- TASK DESCRIPTION -
Could you print all the entries exactly?

══════════════════════════════

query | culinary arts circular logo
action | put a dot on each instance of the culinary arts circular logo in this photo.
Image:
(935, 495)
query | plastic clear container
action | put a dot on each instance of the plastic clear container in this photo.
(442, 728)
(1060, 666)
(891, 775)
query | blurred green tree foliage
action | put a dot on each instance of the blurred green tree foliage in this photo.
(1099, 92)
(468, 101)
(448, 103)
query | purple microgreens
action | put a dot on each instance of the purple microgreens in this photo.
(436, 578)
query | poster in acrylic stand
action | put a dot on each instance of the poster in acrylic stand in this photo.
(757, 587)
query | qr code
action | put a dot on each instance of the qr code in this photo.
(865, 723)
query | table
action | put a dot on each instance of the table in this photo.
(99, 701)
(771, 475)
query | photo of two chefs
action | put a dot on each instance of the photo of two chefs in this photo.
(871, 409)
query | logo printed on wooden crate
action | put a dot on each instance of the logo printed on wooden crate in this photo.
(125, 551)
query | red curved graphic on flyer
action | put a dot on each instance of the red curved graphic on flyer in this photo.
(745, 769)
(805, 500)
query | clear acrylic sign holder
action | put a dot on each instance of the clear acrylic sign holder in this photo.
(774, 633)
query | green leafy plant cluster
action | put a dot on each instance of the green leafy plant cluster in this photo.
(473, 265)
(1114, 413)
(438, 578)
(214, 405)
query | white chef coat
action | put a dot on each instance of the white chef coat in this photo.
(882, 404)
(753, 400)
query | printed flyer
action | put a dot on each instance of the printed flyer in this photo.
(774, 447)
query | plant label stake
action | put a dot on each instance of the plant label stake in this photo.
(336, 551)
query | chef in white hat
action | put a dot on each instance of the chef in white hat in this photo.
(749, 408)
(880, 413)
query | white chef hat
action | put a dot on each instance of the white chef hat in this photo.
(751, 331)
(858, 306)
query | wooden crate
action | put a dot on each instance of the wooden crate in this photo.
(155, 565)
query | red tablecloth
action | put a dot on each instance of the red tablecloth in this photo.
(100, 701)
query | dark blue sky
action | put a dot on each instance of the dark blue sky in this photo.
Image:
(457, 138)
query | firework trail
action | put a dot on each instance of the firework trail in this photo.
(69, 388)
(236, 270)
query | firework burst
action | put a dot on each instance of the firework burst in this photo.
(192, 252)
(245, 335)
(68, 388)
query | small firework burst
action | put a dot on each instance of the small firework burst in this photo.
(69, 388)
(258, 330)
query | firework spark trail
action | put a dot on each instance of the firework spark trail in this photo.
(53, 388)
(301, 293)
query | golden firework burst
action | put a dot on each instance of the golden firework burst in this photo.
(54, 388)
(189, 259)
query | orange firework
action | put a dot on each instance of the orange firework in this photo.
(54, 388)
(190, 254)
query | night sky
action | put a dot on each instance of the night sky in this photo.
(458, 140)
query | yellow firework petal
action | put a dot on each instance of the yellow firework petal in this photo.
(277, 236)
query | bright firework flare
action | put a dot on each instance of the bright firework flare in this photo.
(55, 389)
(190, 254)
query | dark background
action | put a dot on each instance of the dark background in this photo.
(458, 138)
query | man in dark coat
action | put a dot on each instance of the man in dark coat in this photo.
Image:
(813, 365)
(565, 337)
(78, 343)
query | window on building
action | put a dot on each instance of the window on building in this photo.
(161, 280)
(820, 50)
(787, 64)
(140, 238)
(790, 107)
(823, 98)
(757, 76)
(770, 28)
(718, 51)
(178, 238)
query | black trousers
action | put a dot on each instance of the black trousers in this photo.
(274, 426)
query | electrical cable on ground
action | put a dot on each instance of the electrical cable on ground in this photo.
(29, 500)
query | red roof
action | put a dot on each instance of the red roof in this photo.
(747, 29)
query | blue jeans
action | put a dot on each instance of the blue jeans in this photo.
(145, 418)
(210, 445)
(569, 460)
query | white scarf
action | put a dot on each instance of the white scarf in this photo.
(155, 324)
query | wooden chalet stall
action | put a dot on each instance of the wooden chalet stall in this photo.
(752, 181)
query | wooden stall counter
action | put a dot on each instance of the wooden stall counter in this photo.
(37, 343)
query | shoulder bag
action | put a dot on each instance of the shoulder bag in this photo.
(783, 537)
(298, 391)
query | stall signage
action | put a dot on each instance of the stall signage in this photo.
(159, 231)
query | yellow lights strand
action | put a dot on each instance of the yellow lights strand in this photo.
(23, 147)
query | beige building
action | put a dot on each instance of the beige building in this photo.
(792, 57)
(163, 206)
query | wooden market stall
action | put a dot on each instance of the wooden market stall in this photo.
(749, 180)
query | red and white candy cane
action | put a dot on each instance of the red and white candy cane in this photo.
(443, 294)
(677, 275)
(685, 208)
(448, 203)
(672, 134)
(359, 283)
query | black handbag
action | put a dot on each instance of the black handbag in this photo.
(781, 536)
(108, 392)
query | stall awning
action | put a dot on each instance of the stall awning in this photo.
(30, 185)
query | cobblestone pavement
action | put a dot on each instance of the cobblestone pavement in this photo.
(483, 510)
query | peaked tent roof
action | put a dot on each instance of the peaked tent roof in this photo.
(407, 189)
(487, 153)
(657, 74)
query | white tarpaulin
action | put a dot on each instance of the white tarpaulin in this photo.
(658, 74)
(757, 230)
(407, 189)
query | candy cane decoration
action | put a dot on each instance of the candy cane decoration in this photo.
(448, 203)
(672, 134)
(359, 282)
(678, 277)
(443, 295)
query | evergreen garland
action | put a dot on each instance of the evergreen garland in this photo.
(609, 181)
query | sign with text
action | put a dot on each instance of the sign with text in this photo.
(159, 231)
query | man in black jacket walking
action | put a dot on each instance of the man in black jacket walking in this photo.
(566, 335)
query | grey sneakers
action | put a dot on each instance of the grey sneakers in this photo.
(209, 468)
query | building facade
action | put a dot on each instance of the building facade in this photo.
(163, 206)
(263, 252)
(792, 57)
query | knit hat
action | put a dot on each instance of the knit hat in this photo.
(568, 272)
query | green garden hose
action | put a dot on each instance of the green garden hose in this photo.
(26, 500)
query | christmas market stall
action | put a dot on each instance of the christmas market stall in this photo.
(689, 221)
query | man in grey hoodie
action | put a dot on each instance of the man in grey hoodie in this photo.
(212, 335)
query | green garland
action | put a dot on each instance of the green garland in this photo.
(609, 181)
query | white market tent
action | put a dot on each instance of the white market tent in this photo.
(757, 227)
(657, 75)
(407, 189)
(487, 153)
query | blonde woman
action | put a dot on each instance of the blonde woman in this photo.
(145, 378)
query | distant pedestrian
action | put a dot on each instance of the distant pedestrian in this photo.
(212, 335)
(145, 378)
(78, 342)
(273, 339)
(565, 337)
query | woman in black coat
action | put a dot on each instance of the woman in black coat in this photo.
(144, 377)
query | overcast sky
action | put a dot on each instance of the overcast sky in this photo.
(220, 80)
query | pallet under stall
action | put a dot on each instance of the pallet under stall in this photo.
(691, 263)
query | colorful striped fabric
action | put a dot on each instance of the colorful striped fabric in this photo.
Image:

══════════════════════════════

- TASK ANSWER -
query | culinary arts circular logo
action | put a dot on each instance of the culinary arts circular logo in this photo.
Image:
(935, 495)
query | plastic clear container
action | put a dot on each instance of the plastic clear container in this photo.
(442, 728)
(1060, 666)
(891, 775)
query | blurred green tree foliage
action | put a dot on each instance of the blurred green tree foliage in this photo.
(1099, 92)
(468, 101)
(448, 103)
query | purple microgreens
action | put a dot on each instance of the purple microgreens in this photo.
(436, 578)
query | poster in acrylic stand
action | put a dot on each instance of the poster in acrylic stand in this photo.
(757, 587)
query | qr code
action | put a dot on each instance of the qr code in this photo.
(865, 723)
query | table
action | put a dot on each instance of the table in this photo.
(99, 701)
(771, 475)
query | photo of two chefs
action | put a dot on each instance of the photo of two chefs in this photo.
(871, 409)
query | logo printed on wooden crate
action | put a dot on each instance of the logo printed on wooden crate in this photo.
(125, 551)
query | red curved graphic on flyer
action | put a dot on each instance of the red curved graphic on flyer in this photo.
(745, 769)
(805, 500)
query | clear acrylic sign holder
action | put a dot on each instance of the clear acrylic sign holder in this photo.
(774, 633)
query | green leafy plant cluster
action | put a dot on each instance of the green leafy plant cluster in this photo.
(473, 265)
(1114, 413)
(438, 578)
(214, 405)
query | white chef coat
action | put a dot on each instance of the white chef coat in this photo.
(882, 404)
(753, 400)
query | printed flyer
action | put a dot on each instance of the printed flyer in this photo.
(774, 447)
query | plant label stake
action | put a dot on each instance of the plant label stake in this photo.
(336, 551)
query | chef in white hat
action | put a dot on each instance of the chef in white hat in this photo.
(749, 408)
(880, 413)
query | white chef hat
action | put a dot on each instance of the white chef hat in this photo.
(751, 331)
(858, 306)
query | wooden crate
action | put a dot on each instance of the wooden crate in this photo.
(155, 565)
query | red tablecloth
action | put a dot on each instance of the red tablecloth in this photo.
(100, 701)
query | dark blue sky
action | put a dot on each instance of the dark blue sky in this photo.
Image:
(457, 138)
query | firework trail
action | put a dot on each instance of the firework trail in this photo.
(69, 388)
(236, 270)
query | firework burst
action | put a dot on each instance of the firework burst in this photo.
(192, 252)
(245, 335)
(68, 388)
query | small firework burst
action | put a dot on each instance of the small firework burst in this photo.
(69, 388)
(258, 330)
query | firework spark trail
action | put a dot on each instance of the firework spark trail in this photo.
(53, 388)
(301, 293)
query | golden firework burst
action | put a dot on each instance of the golden firework burst in this photo.
(54, 388)
(189, 259)
query | orange firework
action | put a dot on each instance of the orange firework in this photo.
(54, 388)
(190, 254)
query | night sky
action | put a dot on each instance of the night sky in this photo.
(458, 140)
query | yellow firework petal
action | put a dot on each instance of the yellow firework petal in this photo.
(277, 236)
query | bright firework flare
action | put a dot on each instance of the bright firework flare in this photo.
(55, 389)
(190, 254)
query | dark background
action | put a dot on each instance of the dark background in this photo.
(458, 138)
query | man in dark coat
action | put a dot on each instance of the man in dark coat in this photo.
Image:
(813, 365)
(565, 337)
(78, 343)
query | window on building
action | put a dot on each instance of the window on building in this photo.
(161, 280)
(820, 50)
(787, 64)
(140, 238)
(790, 107)
(823, 98)
(757, 76)
(770, 28)
(718, 51)
(178, 238)
query | black trousers
action | put a dot on each instance of the black trousers in this photo.
(274, 426)
query | electrical cable on ground
action | put a dot on each instance of the electrical cable on ground in this photo.
(29, 500)
query | red roof
action | put a dot on each instance of the red roof in this photo.
(747, 29)
query | blue jeans
action | put a dot on each instance of the blue jeans in this photo.
(145, 418)
(210, 445)
(569, 460)
query | white scarf
action | put a dot on each instance of the white scarf in this photo.
(155, 324)
query | wooden chalet stall
action | put a dot on each instance of the wooden chalet stall in this photo.
(752, 181)
query | wooden stall counter
action | put a dot on each instance of the wooden stall counter in this photo.
(37, 343)
query | shoulder bag
action | put a dot on each instance of the shoulder bag in this photo.
(783, 537)
(298, 391)
query | stall signage
action | put a dot on each instance of the stall signage in this photo.
(159, 231)
query | yellow lights strand
action | put a dot on each instance of the yellow lights strand in this photo.
(23, 147)
query | beige building
action | put a dot on each instance of the beige building in this photo.
(792, 57)
(163, 206)
query | wooden market stall
action | put a dot on each instance of the wooden market stall in this photo.
(749, 180)
query | red and white candy cane
action | put a dot on each instance of the red and white candy cane in this photo.
(443, 294)
(677, 275)
(685, 208)
(448, 203)
(672, 134)
(359, 283)
query | black handbag
action | put a dot on each instance of the black handbag in this photo.
(781, 536)
(108, 392)
query | stall awning
action | put a dot on each instance of the stall awning in this photo.
(30, 185)
query | cobblestone pavement
action | put a dot on each instance of the cobblestone pavement in this photo.
(483, 510)
query | peaked tent roof
action | put a dot on each instance of the peaked tent roof in this photo.
(407, 189)
(487, 153)
(657, 74)
query | white tarpaulin
action | put a dot on each instance of the white tarpaulin in this photo.
(658, 74)
(757, 230)
(407, 189)
query | candy cane decoration
action | put a dot on each instance of the candy cane decoration in this photo.
(448, 203)
(672, 134)
(359, 282)
(678, 277)
(443, 295)
query | evergreen garland
action | put a dot on each instance of the evergreen garland in this photo.
(609, 181)
query | sign with text
action | put a dot on each instance of the sign with text in this photo.
(159, 231)
query | man in black jacket walking
action | put a dot on each instance of the man in black jacket walking in this photo.
(566, 335)
query | grey sneakers
action | put a dot on each instance of the grey sneakers in this photo.
(209, 468)
query | building facade
action | put a dot on each instance of the building facade in this photo.
(163, 206)
(263, 252)
(792, 57)
query | knit hat
action | put a dot on each instance of the knit hat in this photo.
(568, 272)
query | green garden hose
action | put a dot on each instance of the green garden hose in this photo.
(26, 500)
query | christmas market stall
action | put a dot on each instance of the christmas market stall in this photo.
(689, 221)
query | man in grey hoodie
action | put a dot on each instance of the man in grey hoodie in this photo.
(212, 335)
query | green garland
action | put a dot on each instance of the green garland in this photo.
(609, 181)
query | white market tent
action | put a dot on each instance of the white market tent in this photo.
(757, 227)
(657, 75)
(407, 189)
(487, 153)
query | blonde woman
action | put a dot on each instance of the blonde woman in this photo.
(145, 378)
query | distant pedestrian
action | put a dot on each instance of the distant pedestrian in this photo.
(212, 335)
(145, 378)
(78, 342)
(273, 339)
(565, 337)
query | woman in black coat
action | put a dot on each instance of the woman in black coat in this photo.
(144, 377)
query | overcast sky
action | put a dot on each instance of the overcast sky in this photo.
(220, 80)
query | pallet under stall
action | put a dot on each instance of the pallet under stall in this photo.
(691, 263)
query | colorful striped fabric
action | put a dot on each instance of the colorful striped fabric in this photo.
Image:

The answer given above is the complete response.